======== Text provided

The earthquake rupture had a strike of 107° and a dip angle of 76°. It occurred near the western end of the Muji fault-depression basin in the northern Pamir Knot. The event was the largest earthquake in the Kongur extensional system since the 1895 Tashkurgan earthquake. The rupture length was estimated to exceed 77 km (48 mi), and the earthquake may have consisted of at least two rupture sub-events.
The focal depths of the earthquake's aftershocks were mainly concentrated between 2 and 14 km (1.2 and 8.7 mi). Based on the spatial distribution of the aftershock sequence, researchers inferred that the rupture likely propagated from greater depths toward the surface.

According to previous earthquake investigations in Xinjiang and surrounding regions, earthquakes of magnitude 6.5 or greater are generally required to produce observable surface ruptures. Following this earthquake, a surface rupture zone approximately 1 km (0.62 mi) long was identified near the epicenter. Multiple extensional fissures ranging from 1 to 46 cm (0.4–18.1 in) in width were observed. Most of these ruptures were formed by north–south extension.
Using waveform data from 53 earthquakes of magnitude 3.0 and above that occurred near the source region, Gao Rong and Xia Aiguo of the Xinjiang Earthquake Agency analyzed the source parameters of the earthquake sequence. They found that moment magnitude, source radius, and seismic moment increased with earthquake magnitude, showing a positive correlation. In contrast, corner frequency decreased as magnitude increased, indicating a negative correlation. The study also found that stress drop exhibited a multiscaling relationship with earthquake magnitude.

== Impact and relief efforts ==
According to local authorities, the epicenter was located in a mountainous area, and shaking was felt in Akto County. The epicenter was situated 169 km (105 mi) from Kashgar and 1,238 km (769 mi) from Ürümqi.
A Kyrgyz resident of Kalaqi settlement in Bulake Village, Muji Township, was killed when his house collapsed. The earthquake also left approximately 11,000 people displaced.

================
======== Information given

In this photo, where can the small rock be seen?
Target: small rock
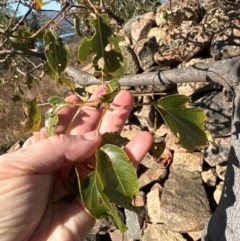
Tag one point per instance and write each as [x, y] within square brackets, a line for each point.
[92, 237]
[196, 236]
[141, 28]
[151, 175]
[218, 110]
[145, 50]
[130, 131]
[218, 152]
[133, 65]
[187, 161]
[144, 114]
[209, 176]
[218, 192]
[153, 203]
[156, 232]
[134, 231]
[116, 235]
[225, 44]
[221, 170]
[184, 203]
[139, 200]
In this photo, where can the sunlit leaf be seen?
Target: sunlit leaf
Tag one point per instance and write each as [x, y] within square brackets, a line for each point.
[187, 124]
[37, 5]
[114, 138]
[117, 175]
[97, 202]
[105, 45]
[50, 121]
[57, 53]
[32, 117]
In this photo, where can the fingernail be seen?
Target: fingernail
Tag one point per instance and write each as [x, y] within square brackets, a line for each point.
[90, 135]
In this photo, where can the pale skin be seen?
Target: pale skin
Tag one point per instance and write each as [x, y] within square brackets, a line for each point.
[35, 176]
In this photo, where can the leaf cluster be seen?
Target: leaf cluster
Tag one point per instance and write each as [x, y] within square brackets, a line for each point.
[114, 178]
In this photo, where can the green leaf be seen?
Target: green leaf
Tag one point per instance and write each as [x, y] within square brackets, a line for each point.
[57, 53]
[50, 121]
[32, 117]
[57, 101]
[187, 124]
[113, 89]
[76, 23]
[96, 201]
[114, 138]
[117, 175]
[105, 45]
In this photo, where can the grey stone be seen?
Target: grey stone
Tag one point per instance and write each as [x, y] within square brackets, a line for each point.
[225, 44]
[145, 50]
[218, 152]
[218, 192]
[218, 110]
[196, 236]
[184, 203]
[141, 28]
[155, 232]
[151, 175]
[187, 161]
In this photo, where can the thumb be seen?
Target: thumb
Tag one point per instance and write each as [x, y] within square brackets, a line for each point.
[48, 155]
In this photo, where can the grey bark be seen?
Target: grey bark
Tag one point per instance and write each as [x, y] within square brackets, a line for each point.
[225, 72]
[224, 225]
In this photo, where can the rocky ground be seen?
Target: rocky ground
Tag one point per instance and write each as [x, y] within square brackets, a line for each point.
[180, 190]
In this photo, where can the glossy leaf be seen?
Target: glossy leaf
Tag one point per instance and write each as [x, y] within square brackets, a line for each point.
[157, 149]
[32, 117]
[113, 89]
[114, 138]
[51, 120]
[105, 46]
[117, 175]
[187, 124]
[57, 53]
[97, 202]
[76, 24]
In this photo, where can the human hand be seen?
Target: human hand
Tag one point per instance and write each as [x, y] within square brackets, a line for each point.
[35, 176]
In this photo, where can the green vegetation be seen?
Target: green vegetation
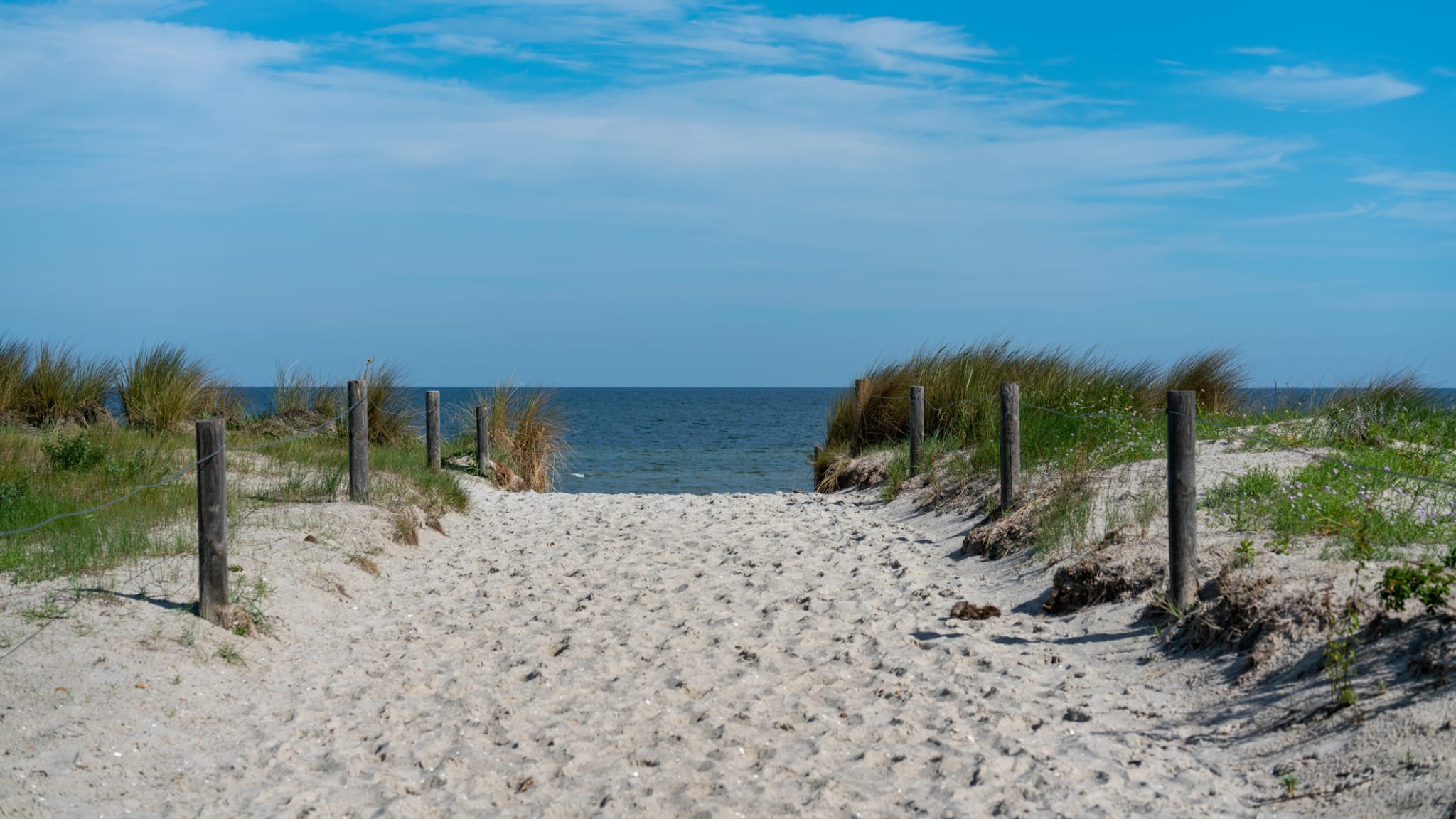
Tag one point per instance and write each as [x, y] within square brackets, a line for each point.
[1361, 498]
[528, 434]
[62, 452]
[165, 390]
[1429, 582]
[57, 385]
[1083, 414]
[1117, 407]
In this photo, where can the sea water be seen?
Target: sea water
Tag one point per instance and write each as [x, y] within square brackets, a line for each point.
[668, 439]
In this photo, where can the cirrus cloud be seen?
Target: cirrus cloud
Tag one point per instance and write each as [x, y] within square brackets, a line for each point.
[1314, 86]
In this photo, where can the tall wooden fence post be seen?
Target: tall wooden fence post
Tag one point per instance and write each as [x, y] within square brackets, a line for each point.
[1011, 444]
[861, 401]
[211, 520]
[358, 441]
[482, 439]
[433, 429]
[916, 427]
[1183, 500]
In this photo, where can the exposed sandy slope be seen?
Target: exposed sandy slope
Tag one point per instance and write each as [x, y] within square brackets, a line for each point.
[650, 655]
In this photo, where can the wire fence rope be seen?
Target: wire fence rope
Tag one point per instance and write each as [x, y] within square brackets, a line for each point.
[172, 477]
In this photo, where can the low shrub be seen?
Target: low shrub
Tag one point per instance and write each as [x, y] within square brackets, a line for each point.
[75, 452]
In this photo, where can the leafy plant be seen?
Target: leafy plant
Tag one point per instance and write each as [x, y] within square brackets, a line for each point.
[14, 490]
[1429, 582]
[1244, 554]
[75, 452]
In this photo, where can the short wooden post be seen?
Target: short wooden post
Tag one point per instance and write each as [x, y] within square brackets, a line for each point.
[1011, 444]
[916, 427]
[211, 520]
[358, 441]
[433, 429]
[861, 400]
[1183, 500]
[482, 439]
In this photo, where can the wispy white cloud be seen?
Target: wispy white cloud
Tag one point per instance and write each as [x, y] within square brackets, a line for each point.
[1314, 86]
[1413, 183]
[190, 108]
[1365, 209]
[1426, 197]
[721, 37]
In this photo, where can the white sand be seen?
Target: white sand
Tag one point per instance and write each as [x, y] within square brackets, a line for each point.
[629, 655]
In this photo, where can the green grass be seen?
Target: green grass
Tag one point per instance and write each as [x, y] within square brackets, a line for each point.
[41, 476]
[1391, 426]
[398, 476]
[528, 432]
[34, 486]
[15, 363]
[165, 390]
[301, 395]
[58, 385]
[963, 404]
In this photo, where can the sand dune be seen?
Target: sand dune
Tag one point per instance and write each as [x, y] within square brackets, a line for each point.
[621, 655]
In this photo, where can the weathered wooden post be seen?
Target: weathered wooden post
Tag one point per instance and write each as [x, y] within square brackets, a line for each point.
[358, 441]
[211, 520]
[482, 439]
[1011, 444]
[433, 429]
[861, 401]
[1183, 500]
[916, 427]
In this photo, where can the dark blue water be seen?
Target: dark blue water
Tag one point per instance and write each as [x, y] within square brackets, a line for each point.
[702, 441]
[673, 441]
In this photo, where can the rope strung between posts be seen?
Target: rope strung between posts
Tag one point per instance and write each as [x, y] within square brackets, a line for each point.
[1082, 416]
[305, 433]
[172, 477]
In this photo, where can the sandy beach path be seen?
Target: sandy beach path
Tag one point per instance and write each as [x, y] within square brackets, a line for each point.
[615, 655]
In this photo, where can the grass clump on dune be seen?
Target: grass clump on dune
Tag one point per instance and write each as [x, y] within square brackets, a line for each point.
[963, 404]
[63, 387]
[15, 363]
[390, 412]
[301, 397]
[62, 452]
[164, 388]
[528, 434]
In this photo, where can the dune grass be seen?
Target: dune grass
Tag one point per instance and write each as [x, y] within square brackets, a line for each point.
[304, 397]
[63, 387]
[43, 474]
[1385, 429]
[165, 388]
[62, 451]
[68, 470]
[15, 365]
[963, 405]
[528, 434]
[390, 412]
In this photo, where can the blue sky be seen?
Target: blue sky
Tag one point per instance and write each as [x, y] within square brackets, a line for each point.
[594, 193]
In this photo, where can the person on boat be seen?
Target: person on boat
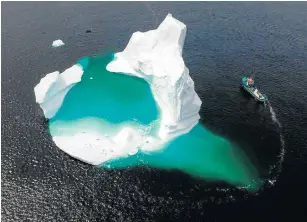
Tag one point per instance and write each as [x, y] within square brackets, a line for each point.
[249, 81]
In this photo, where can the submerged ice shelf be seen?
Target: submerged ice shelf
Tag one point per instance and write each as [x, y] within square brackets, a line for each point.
[138, 107]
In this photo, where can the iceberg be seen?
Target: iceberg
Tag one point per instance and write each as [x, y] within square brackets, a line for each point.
[138, 107]
[52, 89]
[57, 43]
[156, 56]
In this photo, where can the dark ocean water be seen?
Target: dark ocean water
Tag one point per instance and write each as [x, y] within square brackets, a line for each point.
[224, 42]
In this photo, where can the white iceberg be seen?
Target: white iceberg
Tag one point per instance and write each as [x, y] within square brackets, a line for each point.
[155, 56]
[57, 43]
[52, 89]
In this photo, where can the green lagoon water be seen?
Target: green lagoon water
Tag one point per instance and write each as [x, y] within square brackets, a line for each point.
[105, 98]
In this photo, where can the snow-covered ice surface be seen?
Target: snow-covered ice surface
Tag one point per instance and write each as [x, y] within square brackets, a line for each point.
[156, 56]
[52, 89]
[57, 43]
[138, 107]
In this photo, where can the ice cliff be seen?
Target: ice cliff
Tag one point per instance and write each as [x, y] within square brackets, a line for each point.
[156, 56]
[52, 89]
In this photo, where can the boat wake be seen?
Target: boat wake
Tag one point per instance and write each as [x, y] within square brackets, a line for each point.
[278, 166]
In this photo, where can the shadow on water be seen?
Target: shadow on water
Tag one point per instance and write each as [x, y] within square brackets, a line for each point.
[117, 98]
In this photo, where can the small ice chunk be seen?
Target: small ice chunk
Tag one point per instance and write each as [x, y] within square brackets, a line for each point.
[57, 43]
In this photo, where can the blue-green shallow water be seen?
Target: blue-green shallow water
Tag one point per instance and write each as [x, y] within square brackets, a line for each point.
[224, 40]
[111, 96]
[199, 153]
[118, 98]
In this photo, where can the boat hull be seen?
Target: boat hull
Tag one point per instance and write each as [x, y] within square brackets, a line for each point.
[250, 90]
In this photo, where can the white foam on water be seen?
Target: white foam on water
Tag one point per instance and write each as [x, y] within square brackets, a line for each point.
[282, 152]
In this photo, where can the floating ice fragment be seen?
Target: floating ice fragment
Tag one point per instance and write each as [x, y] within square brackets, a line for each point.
[57, 43]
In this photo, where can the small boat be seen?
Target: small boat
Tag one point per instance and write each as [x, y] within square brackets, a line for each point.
[248, 84]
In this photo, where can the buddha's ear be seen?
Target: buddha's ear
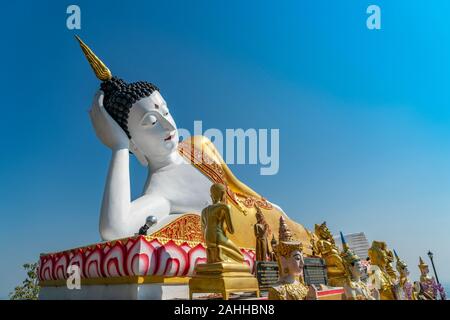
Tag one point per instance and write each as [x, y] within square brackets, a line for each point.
[138, 153]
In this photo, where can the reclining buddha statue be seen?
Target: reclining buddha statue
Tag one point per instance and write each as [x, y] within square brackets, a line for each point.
[134, 118]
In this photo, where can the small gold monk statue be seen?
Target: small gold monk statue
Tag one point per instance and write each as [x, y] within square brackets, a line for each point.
[261, 233]
[354, 287]
[428, 286]
[327, 249]
[379, 265]
[406, 291]
[225, 271]
[216, 220]
[289, 255]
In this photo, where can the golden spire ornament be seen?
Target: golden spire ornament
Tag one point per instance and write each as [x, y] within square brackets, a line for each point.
[100, 69]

================

(Exercise instructions):
1 > In the text on the earthquake, what led researchers to infer that the rupture likely propagated from greater depths toward the surface? Answer in one to three sentences.
2 > Write a continuation of the text on the earthquake, starting after its final sentence.

(Answers in order):
1 > Researchers based this inference on the spatial distribution of the aftershock sequence. The focal depths of those aftershocks were mainly concentrated between 2 and 14 km (1.2 and 8.7 mi).

2 >
In the affected area, 41 houses collapsed, 55 houses were damaged with cracks, and 104 livestock pens were destroyed.
The earthquake caused varying degrees of damage to rural housing, lifeline infrastructure, educational facilities, healthcare services, and the livestock sector. According to a post-earthquake damage assessment conducted under Chinese national standards, the earthquake caused direct economic losses estimated at 463 million yuan (US$67 million), while post-disaster reconstruction costs were estimated at 684 million yuan (US$99 million).
Following the earthquake, railway authorities in Xinjiang suspended Train Nos. 7556, K9788, and 5820 on the Southern Xinjiang Railway pending inspections of the railway line.
The earthquake was felt across parts of Central Asia. The United States Geological Survey (USGS) received 27 responses through its Did You Feel It? system, including reports from China, Tajikistan, Uzbekistan, and Kyrgyzstan. Based on these reports, the maximum reported intensity was VIII (Severe) on the Modified Mercalli intensity scale.

Within three days of the earthquake, relief supplies including blankets, tents, and medicines had been delivered to the affected area. Firefighters and paramilitary personnel assisted residents in recovering belongings from damaged and collapsed buildings. Temporary prefabricated housing units were erected, allowing displaced residents to move into shelters within five days of the earthquake before the onset of winter.